EXERCISE TEXT:

Out-Thinking Hackers With Adaptive AI

cybersecurity

Whether the objective is teaching behavior to kids, being an effective team member, or building more impenetrable cyber defenses, learning from a good example works.

This is pertinent to artificial intelligence (AI) in finance, where enhanced forms like adaptive AI are fulfilling the technology’s promise by actually “learning” — foremost from the behavior of legitimate deposit account holders — so that hackers stand out when they make a move.

Emerging uses of adaptive AI and other new tech is set out in the new FI Fraud Decisioning Playbook, a PYMNTS and Simility collaboration, as financial institutions (FIs) and their clients ready for reopening by modeling good customer behavior to help identify bad actors.

Learn by Example

The inaugural FI Fraud Decisioning Report takes a keen interest in asymmetries between good customers and cyberthieves, as the two groups’ data footprints are quite different.

“Fraud decisioning strategies are more effective when the data gathered and analyzed includes high-quality evaluations of legitimate customers,” the report states.

EXCERPTED DATA:
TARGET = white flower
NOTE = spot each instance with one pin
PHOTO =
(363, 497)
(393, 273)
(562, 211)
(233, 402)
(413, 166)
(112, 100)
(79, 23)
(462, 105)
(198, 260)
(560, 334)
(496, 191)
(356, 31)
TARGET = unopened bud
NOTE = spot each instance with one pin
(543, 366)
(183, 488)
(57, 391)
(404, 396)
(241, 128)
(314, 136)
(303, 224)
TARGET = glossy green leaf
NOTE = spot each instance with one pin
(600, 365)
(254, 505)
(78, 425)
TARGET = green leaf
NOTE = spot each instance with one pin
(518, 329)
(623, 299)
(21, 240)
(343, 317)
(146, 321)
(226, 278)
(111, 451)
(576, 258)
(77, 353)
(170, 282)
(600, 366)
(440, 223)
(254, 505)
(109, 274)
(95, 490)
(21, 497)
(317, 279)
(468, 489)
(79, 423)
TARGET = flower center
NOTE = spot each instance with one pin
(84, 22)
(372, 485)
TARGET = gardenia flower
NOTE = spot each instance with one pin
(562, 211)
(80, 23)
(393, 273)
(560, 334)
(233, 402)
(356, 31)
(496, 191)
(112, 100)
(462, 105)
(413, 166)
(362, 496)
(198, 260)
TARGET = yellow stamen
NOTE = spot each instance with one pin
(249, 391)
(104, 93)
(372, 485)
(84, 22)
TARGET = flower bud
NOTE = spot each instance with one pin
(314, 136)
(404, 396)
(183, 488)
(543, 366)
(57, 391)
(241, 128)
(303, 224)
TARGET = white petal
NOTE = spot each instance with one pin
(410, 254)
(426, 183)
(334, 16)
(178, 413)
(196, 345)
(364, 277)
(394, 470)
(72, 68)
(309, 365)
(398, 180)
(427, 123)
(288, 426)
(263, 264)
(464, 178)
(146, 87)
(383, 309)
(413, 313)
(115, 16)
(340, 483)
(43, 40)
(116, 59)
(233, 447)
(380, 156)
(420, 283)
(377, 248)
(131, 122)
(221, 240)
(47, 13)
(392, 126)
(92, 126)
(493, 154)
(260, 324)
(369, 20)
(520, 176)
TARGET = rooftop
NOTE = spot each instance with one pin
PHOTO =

QUESTIONS ON THE MATERIAL:
1) In the adaptive AI text, which two parties collaborated on the FI Fraud Decisioning Playbook?
2) Extract the portion of the adaptive AI text starting at "Learn by Example" and ending at "the report states.", copying it word for word.

YOUR RESPONSES:
1) PYMNTS and Simility

2)
Learn by Example

The inaugural FI Fraud Decisioning Report takes a keen interest in asymmetries between good customers and cyberthieves, as the two groups’ data footprints are quite different.

“Fraud decisioning strategies are more effective when the data gathered and analyzed includes high-quality evaluations of legitimate customers,” the report states.